Please write out each entry below exactly as given.

● ● ● ●

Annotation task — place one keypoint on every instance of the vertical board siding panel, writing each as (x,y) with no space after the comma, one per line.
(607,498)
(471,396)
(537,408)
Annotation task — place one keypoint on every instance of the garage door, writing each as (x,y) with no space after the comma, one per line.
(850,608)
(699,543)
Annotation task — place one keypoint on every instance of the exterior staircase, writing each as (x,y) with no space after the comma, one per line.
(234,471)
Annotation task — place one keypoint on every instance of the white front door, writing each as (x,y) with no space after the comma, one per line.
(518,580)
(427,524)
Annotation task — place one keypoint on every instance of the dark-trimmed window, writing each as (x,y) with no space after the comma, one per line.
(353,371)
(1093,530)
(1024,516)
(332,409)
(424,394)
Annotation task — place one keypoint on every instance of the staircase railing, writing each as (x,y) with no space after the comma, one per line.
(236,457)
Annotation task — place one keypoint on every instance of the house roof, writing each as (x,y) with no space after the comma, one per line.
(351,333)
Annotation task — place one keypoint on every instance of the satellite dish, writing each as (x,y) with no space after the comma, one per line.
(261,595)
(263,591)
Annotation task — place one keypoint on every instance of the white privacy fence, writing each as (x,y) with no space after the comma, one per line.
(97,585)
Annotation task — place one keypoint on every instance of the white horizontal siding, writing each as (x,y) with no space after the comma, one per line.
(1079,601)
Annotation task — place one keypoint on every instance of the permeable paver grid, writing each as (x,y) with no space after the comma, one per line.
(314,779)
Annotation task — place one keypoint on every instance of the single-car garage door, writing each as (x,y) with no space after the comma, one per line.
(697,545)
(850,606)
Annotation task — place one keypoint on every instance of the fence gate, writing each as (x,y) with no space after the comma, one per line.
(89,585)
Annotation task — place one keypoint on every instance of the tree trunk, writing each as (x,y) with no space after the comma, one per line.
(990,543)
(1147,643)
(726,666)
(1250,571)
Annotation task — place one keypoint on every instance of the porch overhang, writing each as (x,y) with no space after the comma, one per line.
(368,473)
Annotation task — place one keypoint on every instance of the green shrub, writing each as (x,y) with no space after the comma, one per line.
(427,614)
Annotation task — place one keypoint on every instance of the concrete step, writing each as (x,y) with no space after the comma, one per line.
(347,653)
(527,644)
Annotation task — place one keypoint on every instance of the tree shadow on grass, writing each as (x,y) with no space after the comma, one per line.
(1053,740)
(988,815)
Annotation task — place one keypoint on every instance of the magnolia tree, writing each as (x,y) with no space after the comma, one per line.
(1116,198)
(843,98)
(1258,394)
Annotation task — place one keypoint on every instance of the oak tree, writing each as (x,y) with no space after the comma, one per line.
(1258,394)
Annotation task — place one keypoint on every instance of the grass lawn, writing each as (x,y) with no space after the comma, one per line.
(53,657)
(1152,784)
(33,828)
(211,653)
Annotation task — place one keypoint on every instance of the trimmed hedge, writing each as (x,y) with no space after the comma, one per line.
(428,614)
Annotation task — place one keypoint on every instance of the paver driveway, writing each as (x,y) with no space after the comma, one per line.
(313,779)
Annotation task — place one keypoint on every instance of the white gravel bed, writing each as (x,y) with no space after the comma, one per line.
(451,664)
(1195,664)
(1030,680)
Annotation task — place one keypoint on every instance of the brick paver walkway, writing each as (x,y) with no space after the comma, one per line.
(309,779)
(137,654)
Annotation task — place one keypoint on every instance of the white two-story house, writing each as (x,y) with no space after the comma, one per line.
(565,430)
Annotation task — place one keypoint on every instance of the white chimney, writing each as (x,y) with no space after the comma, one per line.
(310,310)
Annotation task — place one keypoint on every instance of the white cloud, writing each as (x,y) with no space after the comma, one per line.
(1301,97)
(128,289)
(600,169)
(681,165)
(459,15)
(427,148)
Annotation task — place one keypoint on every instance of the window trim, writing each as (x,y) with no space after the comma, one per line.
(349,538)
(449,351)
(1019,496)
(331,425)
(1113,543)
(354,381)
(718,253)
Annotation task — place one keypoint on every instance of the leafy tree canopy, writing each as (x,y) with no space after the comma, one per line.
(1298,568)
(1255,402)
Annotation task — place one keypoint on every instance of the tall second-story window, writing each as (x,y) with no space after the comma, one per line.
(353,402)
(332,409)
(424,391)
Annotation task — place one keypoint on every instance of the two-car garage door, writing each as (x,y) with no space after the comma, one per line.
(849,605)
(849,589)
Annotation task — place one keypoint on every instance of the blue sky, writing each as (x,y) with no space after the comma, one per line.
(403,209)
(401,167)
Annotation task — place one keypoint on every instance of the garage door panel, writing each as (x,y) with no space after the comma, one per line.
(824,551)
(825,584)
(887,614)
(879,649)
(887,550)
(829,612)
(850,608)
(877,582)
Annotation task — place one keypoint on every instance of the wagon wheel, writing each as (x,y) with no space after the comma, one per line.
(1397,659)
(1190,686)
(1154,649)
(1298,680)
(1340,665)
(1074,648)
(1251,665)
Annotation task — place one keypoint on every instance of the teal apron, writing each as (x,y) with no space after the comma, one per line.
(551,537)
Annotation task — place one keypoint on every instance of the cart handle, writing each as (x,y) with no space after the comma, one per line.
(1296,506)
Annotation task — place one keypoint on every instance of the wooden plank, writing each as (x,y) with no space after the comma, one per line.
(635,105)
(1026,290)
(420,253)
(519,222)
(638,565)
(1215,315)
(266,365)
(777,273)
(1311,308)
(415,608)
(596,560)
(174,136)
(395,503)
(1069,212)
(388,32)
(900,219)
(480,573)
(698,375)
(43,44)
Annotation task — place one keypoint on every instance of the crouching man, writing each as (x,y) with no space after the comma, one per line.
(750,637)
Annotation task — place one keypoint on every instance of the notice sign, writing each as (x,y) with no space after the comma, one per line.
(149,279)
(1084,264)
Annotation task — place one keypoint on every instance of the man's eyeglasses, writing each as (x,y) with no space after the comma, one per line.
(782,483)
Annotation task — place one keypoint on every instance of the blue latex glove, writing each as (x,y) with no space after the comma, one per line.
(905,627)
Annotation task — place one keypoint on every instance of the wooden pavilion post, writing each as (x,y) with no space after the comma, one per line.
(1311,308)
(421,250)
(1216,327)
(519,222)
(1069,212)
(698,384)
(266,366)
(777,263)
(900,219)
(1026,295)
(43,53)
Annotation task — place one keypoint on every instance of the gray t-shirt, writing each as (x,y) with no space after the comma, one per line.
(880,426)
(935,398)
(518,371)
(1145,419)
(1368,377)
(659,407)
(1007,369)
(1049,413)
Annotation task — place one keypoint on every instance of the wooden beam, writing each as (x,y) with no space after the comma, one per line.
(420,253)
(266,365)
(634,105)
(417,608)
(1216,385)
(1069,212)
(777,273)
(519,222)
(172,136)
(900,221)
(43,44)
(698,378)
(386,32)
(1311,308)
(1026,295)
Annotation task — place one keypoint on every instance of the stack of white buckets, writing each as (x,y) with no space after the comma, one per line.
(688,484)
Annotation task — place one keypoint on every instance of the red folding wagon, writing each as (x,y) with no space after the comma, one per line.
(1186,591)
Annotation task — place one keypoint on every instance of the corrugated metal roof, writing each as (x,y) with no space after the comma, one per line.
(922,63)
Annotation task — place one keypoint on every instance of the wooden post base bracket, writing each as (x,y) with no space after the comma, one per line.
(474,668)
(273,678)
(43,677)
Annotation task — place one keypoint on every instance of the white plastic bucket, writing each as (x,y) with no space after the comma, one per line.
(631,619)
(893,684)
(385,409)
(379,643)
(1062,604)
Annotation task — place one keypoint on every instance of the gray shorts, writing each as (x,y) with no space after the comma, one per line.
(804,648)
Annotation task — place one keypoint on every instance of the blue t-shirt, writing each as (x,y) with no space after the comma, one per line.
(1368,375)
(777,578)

● ● ● ●

- _Answer_:
Annotation task — place one keypoint on every instance of the vertical board siding panel, writing each as (x,y) with no space after the comma, one per line.
(607,498)
(471,396)
(537,408)
Annotation task — place one keypoint on every instance of the garage door, writing each as (x,y) with no space after the comma, one per line.
(850,608)
(699,543)
Annotation task — place one keypoint on every instance of the exterior staircase, writing each as (x,y) with no space after the comma, one per line.
(234,471)
Annotation task — place one keypoint on every instance of the white front door, writing each as (x,y) with no space after the comma, one per line.
(518,580)
(427,524)
Annotation task — place one keypoint on every instance of the dark-trimmed window, writing each as (x,y) with no space after the comma, one per line.
(353,371)
(1093,530)
(1024,516)
(332,409)
(424,394)
Annotation task — place one keypoint on every instance of the staircase railing, writing each as (x,y) with no space after the comma, one per line.
(236,457)
Annotation task — place one keypoint on every instance of the house roof, writing each as (x,y) with no space after the comma, one per line.
(351,333)
Annotation task — place one keypoint on every instance of the satellite dish, writing each as (x,y) with no space after the comma, one per line.
(261,595)
(263,591)
Annotation task — place one keypoint on every instance of the white privacy fence, writing each as (x,y) with no space after the comma, one per line.
(97,585)
Annotation task — place one keypoint on every instance of the white horizontal siding, writing each as (x,y) with no space after the comma, one per line.
(1079,601)
Annotation task — place one keypoint on every instance of the permeable paver grid, writing each as (x,y) with no space after the comma, one per line.
(314,779)
Annotation task — place one keypoint on every instance of the single-car garage door, writing each as (x,y) with no space after the comma, one per line.
(697,545)
(850,606)
Annotation task — place one keypoint on every instance of the fence gate, writing each as (x,y) with no space after the comma, one per line.
(89,585)
Annotation task — place one keypoint on every instance of the tree trunk, writing each as (x,y) with no space after the comma, one per line.
(990,543)
(1147,643)
(726,666)
(1250,571)
Annotation task — place one keypoint on every instance of the porch overhang, writing each as (x,y) with no space after the comma, one per line.
(368,473)
Annotation task — place one keypoint on every instance of the green shrub, writing each as (x,y) with no space after the comma, one per line.
(427,614)
Annotation task — place one keypoint on every instance of the concrete step, writing each as (x,y) with no space after the comma, one per line.
(347,653)
(527,644)
Annotation task — place one keypoint on every instance of the tree shadow on grass, writing each as (x,y) with no space after the comma, one per line.
(1053,740)
(988,815)
Annotation task — place one keypoint on every instance of the magnolia tree, writing each as (x,y) with no space after the comma, one per line.
(1116,198)
(843,98)
(1258,394)
Annotation task — place one keypoint on every instance of the oak tree, writing each as (x,y) with no space after the comma, one per line.
(1258,394)
Annotation task — place one keypoint on every instance of the grass lawn, writing each as (x,y) with no space after the comma, one per line.
(53,657)
(1152,784)
(33,828)
(211,653)
Annotation task — place one keypoint on every instance of the trimmed hedge, writing each as (x,y) with no space after the comma, one per line.
(428,614)
Annotation task — place one keypoint on every instance of the paver driveway, writing each as (x,y) with no space after the comma, one per line.
(313,779)
Annotation task — place one keypoint on every instance of the white gravel bed, writing each as (x,y) with no space after the comma, one per line.
(451,664)
(1195,664)
(1030,680)
Annotation task — place one keypoint on every instance of the brick paver walkway, writing each as (x,y) with no space after the comma, one per line.
(309,779)
(137,654)
Annotation task — place one keypoint on every instance of the white two-story house, writing each as (x,y) with no space after the comma, one per line.
(565,430)
Annotation task — place one keypoint on every instance of the white chimney, writing each as (x,y) with no space after the comma, one per line.
(310,310)
Annotation task — place one keypoint on every instance of the white cloud, writing each as (x,y) with no space after the comma, one per line.
(1301,97)
(128,289)
(600,169)
(681,165)
(459,15)
(427,148)
Annotation task — place one keypoint on every instance of the window trim, writing each as (x,y) with no space after the comma, one per line.
(349,538)
(449,351)
(1019,496)
(331,425)
(1113,543)
(354,381)
(718,253)
Annotation task — place one keypoint on every instance of the leafy tree canopy, writing each as (x,y) with no space after the comma, one per line.
(1298,568)
(1255,402)
Annotation task — place one keypoint on every instance of the tall second-story window, writing each as (x,y) with no space after the comma, one per line.
(353,402)
(332,409)
(424,391)
Annotation task — place one keypoint on every instance of the two-car garage door, writing each as (x,y) with no space after the comma, one per line.
(849,605)
(849,589)
Annotation task — place one keypoint on every instance of the blue sky, writing each as (x,y) with no space after the comma, one per line.
(403,209)
(401,167)
Annotation task — place one keypoint on every instance of the garage door panel, writing each as (x,y) with no space after the comma, one per line.
(824,551)
(825,584)
(887,614)
(879,649)
(887,550)
(829,612)
(850,608)
(877,582)
Annotation task — place one keypoint on every instance of the wagon wheel, writing each as (x,y) with no space after the comma, one per line.
(1397,659)
(1190,686)
(1154,649)
(1298,680)
(1340,665)
(1074,648)
(1251,665)
Annotation task — place one keypoint on every instance of the teal apron, writing each as (x,y) with no space after the comma, one per line.
(551,537)
Annotation task — place one keypoint on every instance of the cart handle, writing each as (x,y) with no space after the comma, one per line.
(1296,506)
Annotation task — place one keypoint on every instance of the wooden plank, writing each as (x,y) with no space after the comma, one per line.
(635,105)
(1026,290)
(420,253)
(519,222)
(638,565)
(1215,315)
(266,365)
(777,273)
(1311,308)
(415,608)
(596,560)
(174,136)
(395,503)
(1069,212)
(388,32)
(900,219)
(480,573)
(698,375)
(43,44)
Annotation task — place one keypoint on every instance of the crouching man, writing each as (x,y) with no space after the comma, one per line.
(750,637)
Annotation task — place one keypoint on every instance of the notice sign, writing each as (x,y) with no space after the comma, one per line.
(149,279)
(1084,264)
Annotation task — place one keypoint on every instance of the man's eyeglasses, writing each as (x,y) with no space after the comma, one per line.
(782,483)
Annotation task — place one keypoint on every instance of the blue latex glove, writing each as (x,y) with no space after the comma, one per line.
(905,627)
Annotation task — place one keypoint on every instance of the wooden pavilion post, writing each as (x,y) with no space after the comma, one per line.
(1311,308)
(421,250)
(1216,327)
(519,222)
(1069,212)
(698,384)
(266,366)
(777,263)
(900,219)
(1026,295)
(43,53)
Annotation task — place one keypoint on every instance of the gray t-shirt, writing each as (x,y) with no space after the comma, one per line.
(880,426)
(935,398)
(518,371)
(1145,419)
(1368,377)
(659,407)
(1007,369)
(1049,413)
Annotation task — place one keypoint on every instance of the wooden beam, writing each as (x,y) with no space after the comma, one per line.
(420,253)
(266,365)
(634,105)
(417,608)
(1216,385)
(1069,212)
(777,273)
(519,222)
(172,136)
(900,221)
(43,44)
(698,378)
(386,32)
(1311,308)
(1026,295)
Annotation task — place one keypoint on every instance of the stack of white buckets, writing each as (x,y) with no space after the comma, one per line.
(688,484)
Annotation task — place one keypoint on every instance of the red folding wagon, writing each as (x,y) with no space after the comma, one per line.
(1186,591)
Annotation task — place one keypoint on every instance of the corrugated metal roof, writing each as (x,y) with no space after the comma, one per line.
(922,63)
Annotation task — place one keypoint on every instance of the wooden post base bracket, writing each as (x,y) with no space after the comma, one per line.
(474,668)
(273,678)
(43,677)
Annotation task — place one keypoint on every instance of the white plastic bucket, writing each as (x,y) with no space after the comma, one per line.
(631,619)
(893,684)
(385,409)
(379,643)
(1062,604)
Annotation task — place one keypoint on every instance of the gray shorts, writing each as (x,y) with no space after the comma, one per line.
(804,648)
Annotation task — place one keypoint on every instance of the blue t-shirt, writing each as (x,y) with no space after the comma, one per line.
(1368,375)
(777,578)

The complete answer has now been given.